### WHAT YOU NEED TO DO
Reproduce the entries below exactly, but only from the line containing "# rings of one" to the line containing "Query: power line", inclusive.

(Saved entries)
= = = =

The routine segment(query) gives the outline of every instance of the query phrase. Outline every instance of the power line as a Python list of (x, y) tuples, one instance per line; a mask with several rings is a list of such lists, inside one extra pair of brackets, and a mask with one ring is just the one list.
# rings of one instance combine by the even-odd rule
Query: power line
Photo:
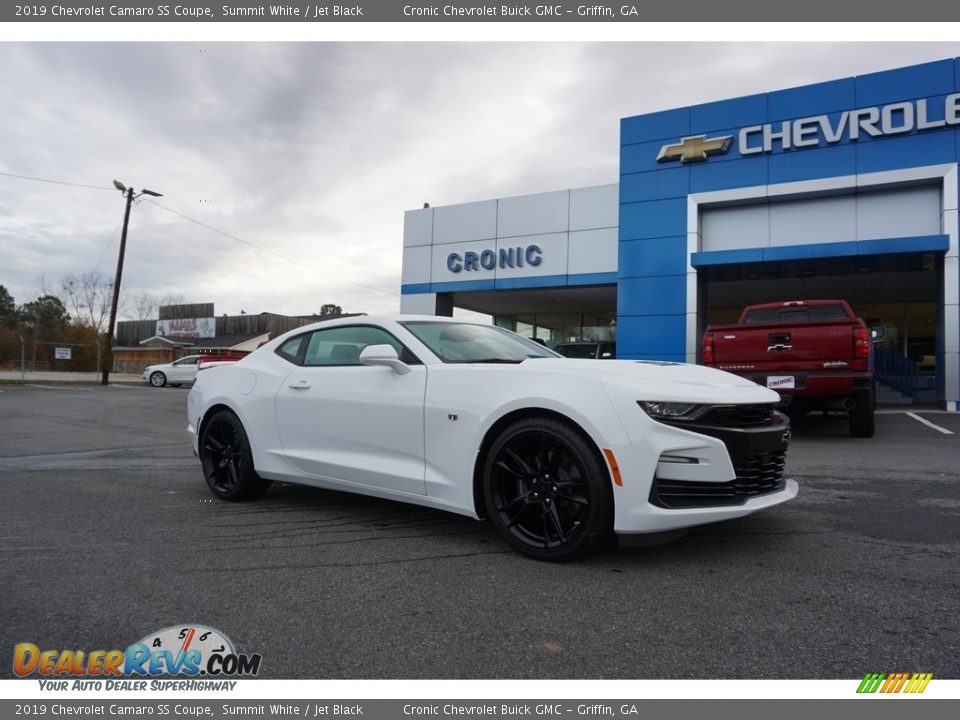
[[(19, 179), (19, 180), (32, 180), (32, 181), (34, 181), (34, 182), (51, 183), (51, 184), (54, 184), (54, 185), (67, 185), (67, 186), (70, 186), (70, 187), (87, 188), (87, 189), (90, 189), (90, 190), (111, 190), (111, 191), (112, 191), (112, 190), (115, 189), (115, 188), (113, 188), (113, 187), (108, 187), (108, 186), (106, 186), (106, 185), (84, 185), (84, 184), (82, 184), (82, 183), (67, 182), (67, 181), (65, 181), (65, 180), (51, 180), (51, 179), (49, 179), (49, 178), (31, 177), (30, 175), (18, 175), (18, 174), (16, 174), (16, 173), (8, 173), (8, 172), (0, 172), (0, 175), (2, 175), (2, 176), (4, 176), (4, 177), (17, 178), (17, 179)], [(192, 217), (189, 217), (189, 216), (187, 216), (187, 215), (184, 215), (183, 213), (179, 213), (179, 212), (177, 212), (176, 210), (174, 210), (174, 209), (172, 209), (172, 208), (168, 208), (166, 205), (162, 205), (161, 203), (158, 203), (156, 200), (153, 200), (153, 199), (150, 199), (150, 198), (145, 198), (145, 199), (147, 200), (147, 202), (153, 203), (154, 205), (156, 205), (157, 207), (161, 208), (162, 210), (166, 210), (168, 213), (171, 213), (171, 214), (173, 214), (173, 215), (176, 215), (177, 217), (182, 218), (182, 219), (184, 219), (184, 220), (187, 220), (188, 222), (192, 222), (192, 223), (194, 223), (195, 225), (199, 225), (200, 227), (205, 228), (205, 229), (207, 229), (207, 230), (210, 230), (211, 232), (215, 232), (215, 233), (217, 233), (218, 235), (223, 235), (223, 236), (226, 237), (226, 238), (230, 238), (231, 240), (235, 240), (236, 242), (241, 243), (241, 244), (243, 244), (243, 245), (246, 245), (247, 247), (251, 247), (251, 248), (253, 248), (254, 250), (259, 250), (260, 252), (267, 253), (268, 255), (273, 255), (274, 257), (280, 258), (281, 260), (286, 260), (287, 262), (293, 263), (294, 265), (298, 265), (298, 266), (302, 266), (302, 265), (303, 265), (303, 263), (301, 263), (300, 261), (293, 260), (292, 258), (288, 258), (288, 257), (286, 257), (285, 255), (281, 255), (281, 254), (278, 253), (278, 252), (275, 252), (275, 251), (270, 250), (270, 249), (265, 248), (265, 247), (261, 247), (260, 245), (256, 245), (255, 243), (248, 242), (247, 240), (244, 240), (243, 238), (238, 238), (236, 235), (231, 235), (230, 233), (224, 232), (223, 230), (220, 230), (220, 229), (218, 229), (218, 228), (215, 228), (215, 227), (213, 227), (212, 225), (207, 225), (207, 224), (204, 223), (204, 222), (200, 222), (199, 220), (196, 220), (196, 219), (194, 219), (194, 218), (192, 218)], [(118, 226), (118, 227), (119, 227), (119, 226)], [(105, 247), (105, 248), (103, 249), (103, 253), (100, 254), (100, 259), (97, 260), (97, 265), (96, 265), (96, 267), (100, 267), (100, 263), (103, 262), (103, 257), (104, 257), (104, 255), (106, 255), (107, 250), (110, 248), (110, 246), (113, 245), (113, 240), (114, 240), (114, 238), (116, 237), (116, 233), (117, 233), (117, 231), (114, 230), (114, 231), (113, 231), (113, 237), (110, 238), (110, 242), (107, 244), (107, 247)], [(326, 275), (327, 277), (336, 278), (337, 280), (342, 280), (342, 281), (344, 281), (344, 282), (348, 282), (348, 283), (350, 283), (351, 285), (356, 285), (357, 287), (362, 287), (362, 288), (365, 288), (365, 289), (367, 289), (367, 290), (372, 290), (372, 291), (374, 291), (374, 292), (383, 293), (384, 295), (390, 295), (390, 296), (396, 297), (397, 294), (398, 294), (398, 293), (396, 293), (396, 292), (393, 292), (392, 290), (384, 290), (383, 288), (374, 287), (373, 285), (365, 285), (365, 284), (362, 283), (362, 282), (357, 282), (356, 280), (351, 280), (350, 278), (345, 278), (345, 277), (343, 277), (343, 276), (341, 276), (341, 275), (335, 275), (334, 273), (326, 272), (325, 270), (320, 270), (319, 268), (311, 268), (311, 269), (314, 270), (314, 272), (320, 273), (321, 275)]]
[[(112, 187), (107, 187), (106, 185), (85, 185), (83, 183), (72, 183), (65, 180), (51, 180), (49, 178), (38, 178), (31, 177), (29, 175), (17, 175), (16, 173), (0, 172), (0, 175), (4, 177), (17, 178), (19, 180), (33, 180), (34, 182), (43, 182), (43, 183), (52, 183), (54, 185), (69, 185), (70, 187), (80, 187), (80, 188), (89, 188), (91, 190), (113, 190)], [(113, 245), (113, 241), (117, 238), (117, 230), (120, 229), (120, 223), (117, 223), (117, 226), (113, 229), (113, 234), (110, 236), (110, 242), (107, 243), (106, 247), (103, 248), (103, 252), (100, 253), (100, 259), (97, 260), (97, 264), (94, 265), (93, 270), (96, 272), (100, 263), (103, 262), (104, 256), (107, 254), (107, 250), (110, 249), (110, 246)]]
[[(172, 214), (176, 215), (176, 216), (179, 217), (179, 218), (183, 218), (184, 220), (187, 220), (188, 222), (192, 222), (192, 223), (194, 223), (195, 225), (199, 225), (199, 226), (202, 227), (202, 228), (206, 228), (207, 230), (210, 230), (211, 232), (215, 232), (215, 233), (217, 233), (218, 235), (223, 235), (224, 237), (230, 238), (231, 240), (236, 240), (238, 243), (242, 243), (243, 245), (246, 245), (246, 246), (248, 246), (248, 247), (252, 247), (254, 250), (259, 250), (260, 252), (265, 252), (265, 253), (267, 253), (268, 255), (273, 255), (274, 257), (278, 257), (278, 258), (280, 258), (281, 260), (286, 260), (287, 262), (293, 263), (294, 265), (297, 265), (297, 266), (299, 266), (299, 267), (302, 267), (302, 266), (303, 266), (303, 263), (300, 262), (299, 260), (293, 260), (292, 258), (288, 258), (287, 256), (281, 255), (281, 254), (278, 253), (278, 252), (274, 252), (273, 250), (270, 250), (270, 249), (265, 248), (265, 247), (261, 247), (260, 245), (256, 245), (256, 244), (254, 244), (254, 243), (252, 243), (252, 242), (249, 242), (249, 241), (247, 241), (247, 240), (244, 240), (243, 238), (238, 238), (236, 235), (231, 235), (231, 234), (228, 233), (228, 232), (224, 232), (223, 230), (220, 230), (220, 229), (218, 229), (218, 228), (215, 228), (215, 227), (213, 227), (212, 225), (207, 225), (207, 224), (204, 223), (204, 222), (200, 222), (199, 220), (195, 220), (194, 218), (189, 217), (189, 216), (187, 216), (187, 215), (184, 215), (183, 213), (179, 213), (179, 212), (177, 212), (176, 210), (173, 210), (172, 208), (168, 208), (166, 205), (162, 205), (161, 203), (158, 203), (156, 200), (153, 200), (153, 199), (150, 199), (150, 198), (146, 198), (146, 201), (149, 202), (149, 203), (153, 203), (153, 204), (156, 205), (157, 207), (159, 207), (159, 208), (161, 208), (161, 209), (163, 209), (163, 210), (166, 210), (168, 213), (172, 213)], [(335, 275), (334, 273), (329, 273), (329, 272), (326, 272), (325, 270), (320, 270), (319, 268), (311, 267), (311, 269), (312, 269), (314, 272), (320, 273), (321, 275), (326, 275), (326, 276), (328, 276), (328, 277), (336, 278), (337, 280), (343, 280), (343, 281), (348, 282), (348, 283), (350, 283), (350, 284), (352, 284), (352, 285), (356, 285), (356, 286), (358, 286), (358, 287), (366, 288), (367, 290), (373, 290), (374, 292), (383, 293), (384, 295), (391, 295), (391, 296), (397, 296), (397, 295), (398, 295), (398, 293), (395, 293), (395, 292), (393, 292), (393, 291), (391, 291), (391, 290), (384, 290), (384, 289), (382, 289), (382, 288), (373, 287), (372, 285), (364, 285), (362, 282), (357, 282), (356, 280), (351, 280), (350, 278), (345, 278), (345, 277), (343, 277), (343, 276), (341, 276), (341, 275)]]
[(199, 225), (200, 227), (206, 228), (207, 230), (210, 230), (210, 231), (212, 231), (212, 232), (215, 232), (215, 233), (217, 233), (218, 235), (223, 235), (224, 237), (228, 237), (228, 238), (230, 238), (231, 240), (236, 240), (238, 243), (243, 243), (244, 245), (247, 245), (248, 247), (252, 247), (252, 248), (254, 248), (255, 250), (260, 250), (261, 252), (265, 252), (265, 253), (268, 253), (269, 255), (273, 255), (274, 257), (278, 257), (278, 258), (280, 258), (281, 260), (286, 260), (287, 262), (294, 263), (295, 265), (299, 265), (299, 264), (300, 264), (300, 263), (298, 263), (296, 260), (292, 260), (291, 258), (288, 258), (288, 257), (286, 257), (285, 255), (281, 255), (281, 254), (278, 253), (278, 252), (274, 252), (273, 250), (269, 250), (269, 249), (267, 249), (267, 248), (260, 247), (259, 245), (254, 245), (252, 242), (247, 242), (246, 240), (244, 240), (244, 239), (242, 239), (242, 238), (238, 238), (236, 235), (231, 235), (230, 233), (224, 232), (223, 230), (219, 230), (219, 229), (213, 227), (212, 225), (207, 225), (206, 223), (200, 222), (199, 220), (194, 220), (192, 217), (188, 217), (188, 216), (184, 215), (183, 213), (179, 213), (179, 212), (177, 212), (176, 210), (173, 210), (172, 208), (168, 208), (166, 205), (162, 205), (162, 204), (158, 203), (156, 200), (147, 200), (147, 202), (153, 203), (153, 204), (156, 205), (157, 207), (162, 208), (162, 209), (166, 210), (168, 213), (172, 213), (172, 214), (176, 215), (176, 216), (179, 217), (179, 218), (183, 218), (184, 220), (187, 220), (187, 221), (189, 221), (189, 222), (192, 222), (194, 225)]
[(100, 269), (100, 263), (103, 262), (104, 256), (107, 254), (107, 250), (110, 249), (110, 246), (113, 245), (113, 241), (117, 239), (117, 230), (120, 229), (120, 226), (123, 224), (123, 221), (117, 223), (117, 226), (113, 229), (113, 234), (110, 236), (110, 242), (107, 243), (106, 247), (103, 248), (103, 252), (100, 253), (100, 259), (97, 260), (97, 264), (93, 266), (93, 271), (96, 272)]
[(71, 187), (89, 188), (90, 190), (113, 190), (106, 185), (83, 185), (81, 183), (66, 182), (65, 180), (50, 180), (49, 178), (30, 177), (29, 175), (17, 175), (16, 173), (0, 172), (4, 177), (18, 178), (20, 180), (33, 180), (34, 182), (52, 183), (54, 185), (69, 185)]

= = = =

### EXPECTED OUTPUT
# rings of one instance combine by the even-odd rule
Query: power line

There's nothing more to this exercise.